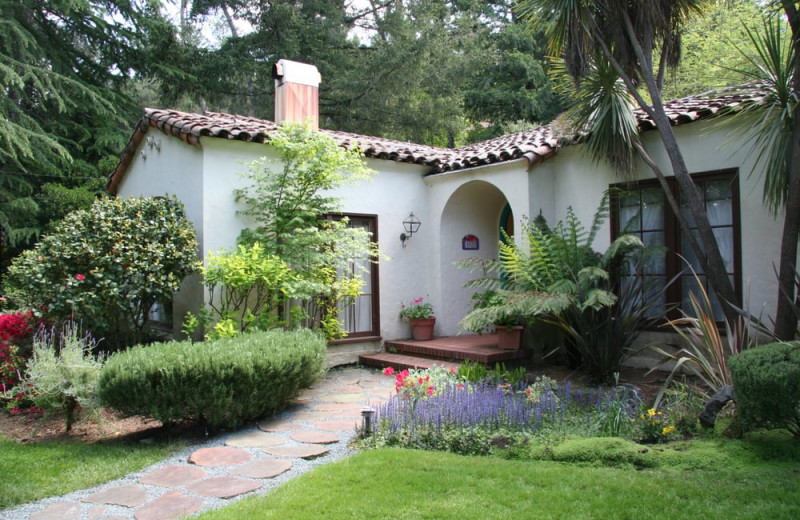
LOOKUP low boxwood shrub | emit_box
[98,330,326,429]
[729,342,800,437]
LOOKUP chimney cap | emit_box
[272,60,322,87]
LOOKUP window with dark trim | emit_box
[332,213,380,340]
[611,170,741,320]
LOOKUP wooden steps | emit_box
[359,334,525,370]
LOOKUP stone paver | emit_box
[189,447,251,468]
[231,459,292,478]
[225,431,286,448]
[139,466,208,487]
[314,420,360,432]
[320,394,364,403]
[262,445,330,459]
[314,403,364,412]
[83,484,147,507]
[187,477,263,498]
[290,431,339,444]
[330,385,364,394]
[10,369,394,520]
[258,419,301,432]
[134,490,203,520]
[31,502,82,520]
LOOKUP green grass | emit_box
[0,436,183,508]
[195,437,800,520]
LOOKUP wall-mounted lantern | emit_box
[400,212,422,247]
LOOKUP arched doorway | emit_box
[437,180,514,335]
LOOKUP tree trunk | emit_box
[773,0,800,340]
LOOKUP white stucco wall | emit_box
[530,122,783,322]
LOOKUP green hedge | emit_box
[98,330,326,428]
[728,342,800,437]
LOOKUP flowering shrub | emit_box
[0,311,35,394]
[400,298,433,320]
[631,408,675,443]
[5,198,197,349]
[383,365,465,399]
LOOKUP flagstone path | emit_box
[5,368,394,520]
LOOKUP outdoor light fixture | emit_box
[400,212,422,247]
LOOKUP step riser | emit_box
[385,341,525,364]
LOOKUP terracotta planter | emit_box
[495,325,522,350]
[408,317,436,341]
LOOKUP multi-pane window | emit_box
[612,171,741,319]
[332,214,380,338]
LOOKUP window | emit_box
[611,170,741,320]
[332,214,380,339]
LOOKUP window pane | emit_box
[705,181,733,226]
[642,188,664,229]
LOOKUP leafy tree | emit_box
[733,12,800,340]
[519,0,738,328]
[0,0,182,274]
[228,123,377,339]
[5,198,197,351]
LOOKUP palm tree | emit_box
[518,0,739,320]
[732,16,800,340]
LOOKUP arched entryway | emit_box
[437,180,514,335]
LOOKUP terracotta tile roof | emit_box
[108,84,763,193]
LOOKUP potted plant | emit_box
[400,298,436,341]
[462,290,523,350]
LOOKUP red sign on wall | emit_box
[461,235,480,251]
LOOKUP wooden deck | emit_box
[359,334,525,369]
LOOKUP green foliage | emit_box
[99,330,326,428]
[650,273,753,406]
[20,322,103,431]
[6,198,197,350]
[730,342,800,438]
[460,195,659,382]
[198,242,296,332]
[230,123,378,339]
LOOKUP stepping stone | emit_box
[261,445,330,460]
[188,477,262,498]
[292,412,333,421]
[330,385,364,394]
[258,419,302,432]
[290,431,339,444]
[86,506,108,520]
[231,459,292,478]
[314,403,364,412]
[336,375,361,385]
[314,420,360,432]
[368,388,397,399]
[225,432,286,448]
[30,502,83,520]
[133,489,203,520]
[329,410,361,421]
[189,447,251,468]
[139,466,208,487]
[83,484,147,507]
[320,393,365,403]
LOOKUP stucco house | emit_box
[108,60,782,361]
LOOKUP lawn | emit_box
[0,436,184,508]
[195,437,800,520]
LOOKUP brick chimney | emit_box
[272,60,322,129]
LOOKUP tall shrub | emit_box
[6,197,197,349]
[99,330,326,427]
[206,123,378,339]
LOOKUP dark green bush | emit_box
[98,330,326,428]
[728,342,800,437]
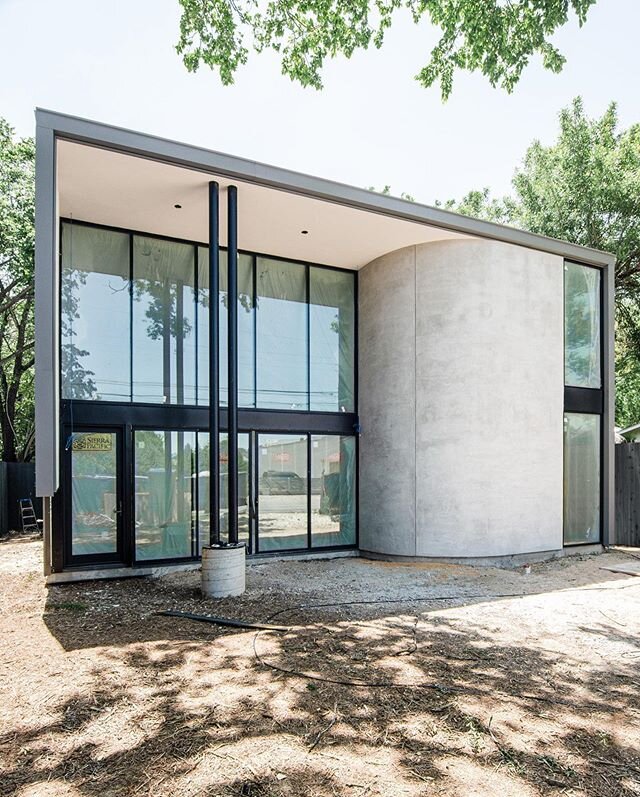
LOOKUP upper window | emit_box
[133,235,196,404]
[61,222,356,412]
[60,224,131,401]
[564,263,602,388]
[256,257,309,410]
[197,246,256,407]
[309,267,356,412]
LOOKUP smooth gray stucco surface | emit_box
[359,240,564,557]
[358,246,416,556]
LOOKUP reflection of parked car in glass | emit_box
[259,470,305,495]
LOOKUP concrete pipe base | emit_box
[202,543,246,598]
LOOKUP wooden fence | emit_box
[615,443,640,547]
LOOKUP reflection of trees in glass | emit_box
[565,263,600,387]
[60,268,97,399]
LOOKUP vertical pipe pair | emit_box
[209,181,238,545]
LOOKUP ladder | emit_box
[18,498,40,533]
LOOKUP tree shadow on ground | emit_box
[5,582,640,797]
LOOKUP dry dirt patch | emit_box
[0,540,640,797]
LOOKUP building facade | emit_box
[36,111,614,580]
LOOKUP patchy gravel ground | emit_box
[0,539,640,797]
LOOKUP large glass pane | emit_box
[257,257,309,410]
[311,435,356,548]
[258,435,308,551]
[133,235,196,404]
[198,246,256,407]
[71,432,122,556]
[135,431,196,561]
[60,223,131,401]
[309,267,355,412]
[564,412,600,545]
[564,263,602,388]
[198,432,250,555]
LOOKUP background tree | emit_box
[439,97,640,426]
[176,0,596,99]
[0,118,35,462]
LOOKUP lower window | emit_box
[257,434,356,553]
[564,412,600,545]
[134,431,196,561]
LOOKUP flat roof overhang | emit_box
[36,109,615,269]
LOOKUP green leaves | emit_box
[176,0,596,100]
[0,118,35,461]
[445,97,640,426]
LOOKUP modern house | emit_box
[36,110,614,580]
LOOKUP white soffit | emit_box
[57,140,470,269]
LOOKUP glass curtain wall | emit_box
[197,432,252,556]
[60,224,131,401]
[71,432,121,556]
[61,221,356,561]
[309,266,356,412]
[257,434,356,552]
[258,434,309,552]
[133,235,196,404]
[256,257,309,410]
[564,263,604,545]
[311,435,356,548]
[564,263,602,388]
[134,430,196,561]
[564,412,600,544]
[197,246,256,407]
[61,222,356,413]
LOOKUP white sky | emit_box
[0,0,640,203]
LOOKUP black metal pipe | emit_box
[209,180,220,545]
[227,185,238,545]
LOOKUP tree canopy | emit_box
[0,118,35,461]
[176,0,596,99]
[443,97,640,426]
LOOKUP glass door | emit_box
[65,429,124,565]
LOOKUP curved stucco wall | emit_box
[358,240,564,558]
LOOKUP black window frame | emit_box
[562,258,608,548]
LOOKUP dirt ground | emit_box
[0,539,640,797]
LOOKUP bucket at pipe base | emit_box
[202,543,246,598]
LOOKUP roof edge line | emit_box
[36,108,616,267]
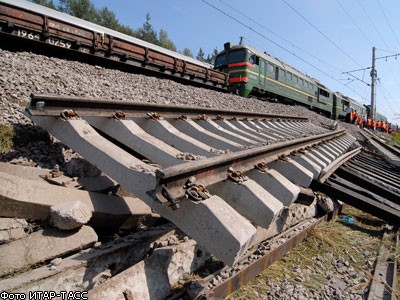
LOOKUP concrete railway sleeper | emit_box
[26,95,355,266]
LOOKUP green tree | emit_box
[206,48,218,65]
[135,13,158,44]
[196,48,205,61]
[158,29,176,51]
[182,48,194,57]
[96,7,120,30]
[30,0,56,9]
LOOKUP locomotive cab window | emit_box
[214,53,228,68]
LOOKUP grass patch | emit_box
[0,125,16,154]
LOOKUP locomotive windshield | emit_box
[215,50,247,68]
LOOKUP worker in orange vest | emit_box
[376,120,383,131]
[357,116,364,128]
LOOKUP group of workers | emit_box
[346,106,390,133]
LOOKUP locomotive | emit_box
[214,43,387,122]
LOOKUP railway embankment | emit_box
[0,50,398,299]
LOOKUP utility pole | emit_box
[369,47,377,120]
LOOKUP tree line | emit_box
[30,0,218,64]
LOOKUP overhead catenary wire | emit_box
[282,0,361,67]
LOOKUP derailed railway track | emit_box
[0,0,228,92]
[27,95,398,297]
[27,95,354,265]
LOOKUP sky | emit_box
[57,0,400,124]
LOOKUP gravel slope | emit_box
[0,49,340,126]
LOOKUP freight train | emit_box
[0,0,386,121]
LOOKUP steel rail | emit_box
[190,207,340,300]
[156,130,346,201]
[26,94,308,122]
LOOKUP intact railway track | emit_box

——

Reproduce the listing above word for word, from start to finish, leaving out the pictures.

→ **Exercise output**
LOOKUP low boxwood shrub | emit_box
[98,330,326,429]
[729,342,800,437]
LOOKUP chimney cap | emit_box
[272,60,322,87]
LOOKUP window with dark trim | emit_box
[332,213,380,340]
[611,170,741,320]
LOOKUP wooden steps | emit_box
[359,334,525,370]
LOOKUP stone paver | emit_box
[189,447,251,468]
[231,459,292,478]
[225,431,286,448]
[139,466,208,487]
[314,420,360,432]
[320,394,364,403]
[262,445,330,459]
[314,403,364,412]
[83,484,147,507]
[187,477,263,498]
[290,431,339,444]
[330,385,364,394]
[10,369,394,520]
[258,419,301,432]
[134,490,203,520]
[31,502,82,520]
LOOKUP green grass | emit_box
[0,436,183,508]
[195,437,800,520]
LOOKUP wall-mounted lantern | emit_box
[400,212,422,247]
LOOKUP arched doorway | emit_box
[437,180,514,335]
LOOKUP tree trunk | emit_box
[773,0,800,340]
LOOKUP white stucco wall | emit_box
[530,122,783,322]
LOOKUP green hedge | emit_box
[98,330,326,428]
[728,342,800,437]
LOOKUP flowering shrub | emit_box
[0,311,35,394]
[400,298,433,320]
[631,408,675,443]
[5,198,197,349]
[383,365,465,399]
LOOKUP flagstone path | emit_box
[5,368,394,520]
LOOKUP outdoor light fixture | emit_box
[400,212,422,247]
LOOKUP step riser | emit_box
[385,341,525,364]
LOOKUP terracotta planter | emit_box
[495,325,522,350]
[408,317,436,341]
LOOKUP multi-pane window | emit_box
[612,171,741,319]
[332,214,380,338]
LOOKUP window | emit_box
[611,170,741,320]
[332,214,380,339]
LOOKUP window pane | emit_box
[705,181,733,226]
[642,188,664,229]
LOOKUP leafy tree | emit_box
[733,12,800,340]
[519,0,738,328]
[0,0,182,274]
[228,123,377,339]
[5,198,197,351]
LOOKUP palm tree | emit_box
[518,0,739,320]
[732,16,800,340]
LOOKUP arched entryway | emit_box
[437,180,514,335]
LOOKUP terracotta tile roof | emit_box
[108,84,763,193]
LOOKUP potted plant | emit_box
[400,298,436,341]
[462,290,523,350]
LOOKUP red sign on wall | emit_box
[461,235,480,251]
LOOKUP wooden deck | emit_box
[359,334,525,369]
LOOKUP green foliage | emit_box
[99,330,326,428]
[650,273,753,406]
[20,322,103,431]
[6,198,197,350]
[730,342,800,438]
[460,195,659,382]
[198,242,296,332]
[230,123,378,339]
LOOKUP stepping stone | emit_box
[261,445,330,460]
[188,477,262,498]
[292,412,333,421]
[330,385,364,394]
[258,419,302,432]
[290,431,339,444]
[86,506,108,520]
[231,459,292,478]
[314,403,364,412]
[336,375,361,385]
[314,420,360,432]
[368,388,397,399]
[225,432,286,448]
[30,502,83,520]
[133,489,203,520]
[329,410,361,421]
[189,447,251,468]
[139,466,208,487]
[83,484,147,507]
[320,393,365,403]
LOOKUP stucco house | emit_box
[108,60,782,361]
LOOKUP lawn | emit_box
[0,436,184,508]
[195,437,800,520]
LOOKUP brick chimney | emit_box
[272,60,322,129]
LOOKUP tall shrub | emit_box
[6,197,197,349]
[99,330,326,427]
[206,123,378,339]
LOOKUP dark green bush | emit_box
[98,330,326,428]
[728,342,800,437]
LOOKUP upper window | emit_box
[133,235,196,404]
[61,222,356,412]
[60,224,131,401]
[564,263,602,388]
[256,257,309,410]
[197,246,256,407]
[309,267,356,412]
LOOKUP smooth gray stucco surface | emit_box
[359,240,564,557]
[358,246,416,556]
LOOKUP reflection of parked car in glass | emit_box
[259,470,305,495]
LOOKUP concrete pipe base | emit_box
[202,543,246,598]
LOOKUP wooden fence | emit_box
[615,443,640,547]
LOOKUP reflection of trees in glass | emit_box
[565,263,600,387]
[60,268,97,399]
LOOKUP vertical pipe pair | emit_box
[209,181,238,545]
LOOKUP ladder | emit_box
[18,498,40,533]
LOOKUP tree shadow on ground | emit_box
[5,582,640,797]
LOOKUP dry dirt patch | emit_box
[0,540,640,797]
LOOKUP building facade | emit_box
[36,111,614,580]
LOOKUP patchy gravel ground | emit_box
[0,539,640,797]
LOOKUP large glass pane | emit_box
[257,257,309,410]
[311,435,356,548]
[258,435,308,551]
[133,235,196,404]
[198,246,256,407]
[71,432,122,556]
[135,431,196,561]
[60,223,131,401]
[309,267,355,412]
[564,412,600,545]
[564,263,602,388]
[198,432,250,555]
LOOKUP background tree | emit_box
[439,97,640,426]
[176,0,596,99]
[0,118,35,462]
LOOKUP lower window | emit_box
[257,434,356,553]
[564,412,600,545]
[134,431,196,561]
LOOKUP flat roof overhang | emit_box
[36,109,615,269]
LOOKUP green leaves | emit_box
[176,0,596,100]
[0,118,35,461]
[445,97,640,426]
LOOKUP modern house | emit_box
[36,110,614,580]
LOOKUP white soffit | emit_box
[57,140,470,269]
LOOKUP glass curtain wall | emit_box
[197,432,252,556]
[60,224,131,401]
[71,432,121,556]
[61,221,356,561]
[309,266,356,412]
[257,434,356,552]
[258,434,309,552]
[133,235,196,404]
[256,257,309,410]
[564,263,604,545]
[311,435,356,548]
[564,263,602,388]
[134,430,196,561]
[564,412,600,544]
[197,246,256,407]
[61,222,356,413]
LOOKUP white sky | emit_box
[0,0,640,203]
LOOKUP black metal pipe | emit_box
[209,180,220,545]
[227,185,238,545]
LOOKUP tree canopy | emit_box
[0,118,35,461]
[176,0,596,99]
[443,97,640,426]
LOOKUP glass door | emit_box
[65,429,124,565]
LOOKUP curved stucco wall | emit_box
[358,240,564,558]
LOOKUP black window frame | emit_box
[562,258,608,548]
LOOKUP dirt ground | emit_box
[0,539,640,797]
LOOKUP bucket at pipe base | emit_box
[202,543,246,598]
LOOKUP roof edge line | emit_box
[36,108,616,267]
LOOKUP concrete railway sleeper | emit_box
[26,95,355,266]
LOOKUP green tree | emit_box
[206,48,218,65]
[135,13,158,44]
[196,48,205,61]
[158,29,176,51]
[182,48,194,57]
[96,7,120,30]
[30,0,56,9]
LOOKUP locomotive cab window | emit_box
[214,53,228,68]
LOOKUP grass patch | emit_box
[0,125,16,154]
LOOKUP locomotive windshield | emit_box
[215,50,247,68]
LOOKUP worker in orange vest | emit_box
[376,120,383,131]
[357,116,364,128]
LOOKUP group of workers | emit_box
[346,106,390,133]
LOOKUP locomotive | emit_box
[214,43,387,122]
LOOKUP railway embankment | emit_box
[0,50,398,299]
LOOKUP utility pole | emit_box
[369,47,377,120]
LOOKUP tree line | emit_box
[30,0,218,64]
LOOKUP overhead catenary wire | emit_box
[282,0,361,67]
LOOKUP derailed railway track | emit_box
[0,0,228,92]
[27,95,398,297]
[27,95,354,265]
LOOKUP sky | emit_box
[57,0,400,124]
LOOKUP gravel slope | emit_box
[0,49,340,126]
LOOKUP freight train | emit_box
[0,0,386,121]
LOOKUP steel rail | emit_box
[190,207,340,300]
[156,130,346,201]
[26,94,308,122]
LOOKUP intact railway track | emit_box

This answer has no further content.